▸ Exercise objective
Every line of the data is to be retyped exactly.

▸ Listed records

>>>>

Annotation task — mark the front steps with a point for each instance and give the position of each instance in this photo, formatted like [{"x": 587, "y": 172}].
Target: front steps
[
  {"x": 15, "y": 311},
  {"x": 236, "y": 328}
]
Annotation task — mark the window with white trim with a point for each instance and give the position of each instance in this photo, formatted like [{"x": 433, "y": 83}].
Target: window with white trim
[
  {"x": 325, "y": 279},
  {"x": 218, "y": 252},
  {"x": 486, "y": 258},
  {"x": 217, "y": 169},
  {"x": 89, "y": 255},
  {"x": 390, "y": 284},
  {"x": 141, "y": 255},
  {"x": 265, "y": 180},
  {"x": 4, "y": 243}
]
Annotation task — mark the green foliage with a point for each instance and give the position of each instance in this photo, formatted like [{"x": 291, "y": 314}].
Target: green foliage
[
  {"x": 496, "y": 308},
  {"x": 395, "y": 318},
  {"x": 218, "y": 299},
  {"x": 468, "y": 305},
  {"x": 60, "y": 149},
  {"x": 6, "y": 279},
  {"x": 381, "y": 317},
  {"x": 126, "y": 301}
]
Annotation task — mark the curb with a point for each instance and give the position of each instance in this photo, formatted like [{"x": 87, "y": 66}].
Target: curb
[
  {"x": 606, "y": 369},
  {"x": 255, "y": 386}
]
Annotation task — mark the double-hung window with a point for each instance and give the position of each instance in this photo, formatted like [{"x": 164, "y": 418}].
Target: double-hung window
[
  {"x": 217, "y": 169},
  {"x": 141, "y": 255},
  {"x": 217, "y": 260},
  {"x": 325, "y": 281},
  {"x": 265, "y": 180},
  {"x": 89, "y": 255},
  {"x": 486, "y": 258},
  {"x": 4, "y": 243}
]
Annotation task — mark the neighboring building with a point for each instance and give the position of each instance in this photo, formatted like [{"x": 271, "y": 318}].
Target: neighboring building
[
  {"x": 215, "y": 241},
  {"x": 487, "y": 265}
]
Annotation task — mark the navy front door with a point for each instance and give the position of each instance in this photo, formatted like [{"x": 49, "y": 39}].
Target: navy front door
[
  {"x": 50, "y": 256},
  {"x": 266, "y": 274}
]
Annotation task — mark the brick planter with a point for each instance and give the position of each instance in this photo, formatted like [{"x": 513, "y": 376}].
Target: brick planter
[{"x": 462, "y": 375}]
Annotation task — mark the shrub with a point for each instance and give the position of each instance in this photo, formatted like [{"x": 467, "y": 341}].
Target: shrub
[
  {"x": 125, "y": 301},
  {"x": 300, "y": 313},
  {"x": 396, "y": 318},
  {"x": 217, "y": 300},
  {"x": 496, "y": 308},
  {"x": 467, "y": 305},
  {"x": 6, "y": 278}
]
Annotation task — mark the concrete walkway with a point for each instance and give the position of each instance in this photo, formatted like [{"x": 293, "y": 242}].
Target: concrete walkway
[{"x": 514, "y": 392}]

<<<<

▸ Final answer
Annotation task — mark the front steps with a point for each instance and give the position of each instance in this photo, formatted like [{"x": 587, "y": 172}].
Target: front steps
[
  {"x": 15, "y": 311},
  {"x": 236, "y": 328}
]
Annotation task — mark the window with white trim with a point for each instance and give the position of each instance in this photo, formatted like [{"x": 433, "y": 83}].
Target: window with white trim
[
  {"x": 325, "y": 279},
  {"x": 218, "y": 252},
  {"x": 486, "y": 258},
  {"x": 217, "y": 169},
  {"x": 89, "y": 255},
  {"x": 390, "y": 284},
  {"x": 141, "y": 255},
  {"x": 265, "y": 180},
  {"x": 4, "y": 243}
]
Annotation task — mark the green foliage with a point for each instance and give the position of each instance in this photo, formatted like [{"x": 291, "y": 314}].
Target: green foliage
[
  {"x": 496, "y": 308},
  {"x": 395, "y": 318},
  {"x": 218, "y": 299},
  {"x": 468, "y": 305},
  {"x": 60, "y": 149},
  {"x": 6, "y": 279},
  {"x": 381, "y": 317},
  {"x": 126, "y": 301}
]
Annotation task — mark the curb with a point for each instance and give the position of each instance in this photo, formatted like [{"x": 87, "y": 66}].
Target: curb
[
  {"x": 606, "y": 369},
  {"x": 255, "y": 386}
]
Annotation task — mark the double-hung window with a point for each instance and give the position of each instance in this photo, formatted like [{"x": 164, "y": 418}].
Target: double-hung window
[
  {"x": 217, "y": 169},
  {"x": 141, "y": 255},
  {"x": 217, "y": 260},
  {"x": 325, "y": 281},
  {"x": 265, "y": 180},
  {"x": 89, "y": 255},
  {"x": 486, "y": 258},
  {"x": 4, "y": 243}
]
Annotation task — mark the neighboring building with a point for each instance and give the position of each instance in this photo, formatted like [{"x": 271, "y": 318}].
Target: neighboring building
[
  {"x": 215, "y": 241},
  {"x": 487, "y": 265}
]
Annotation task — mark the navy front door with a point for each instance and give the position of each instance in this photo, formatted like [{"x": 49, "y": 39}].
Target: navy front door
[
  {"x": 50, "y": 256},
  {"x": 266, "y": 274}
]
Annotation task — mark the brick planter with a point for each instance and give the position of each instance in this photo, formatted like [{"x": 513, "y": 376}].
Target: brick planter
[{"x": 462, "y": 375}]
Annotation task — mark the shrub with a point for each instance and give the position of each instance in this photo, formatted like [{"x": 467, "y": 341}].
Target: shrub
[
  {"x": 125, "y": 301},
  {"x": 300, "y": 313},
  {"x": 396, "y": 318},
  {"x": 217, "y": 300},
  {"x": 496, "y": 308},
  {"x": 467, "y": 305},
  {"x": 6, "y": 278}
]
Annotation task — mark the concrete walkway with a point for each instance and give the position of each instance in this photo, formatted like [{"x": 293, "y": 242}].
Target: concrete walkway
[{"x": 514, "y": 392}]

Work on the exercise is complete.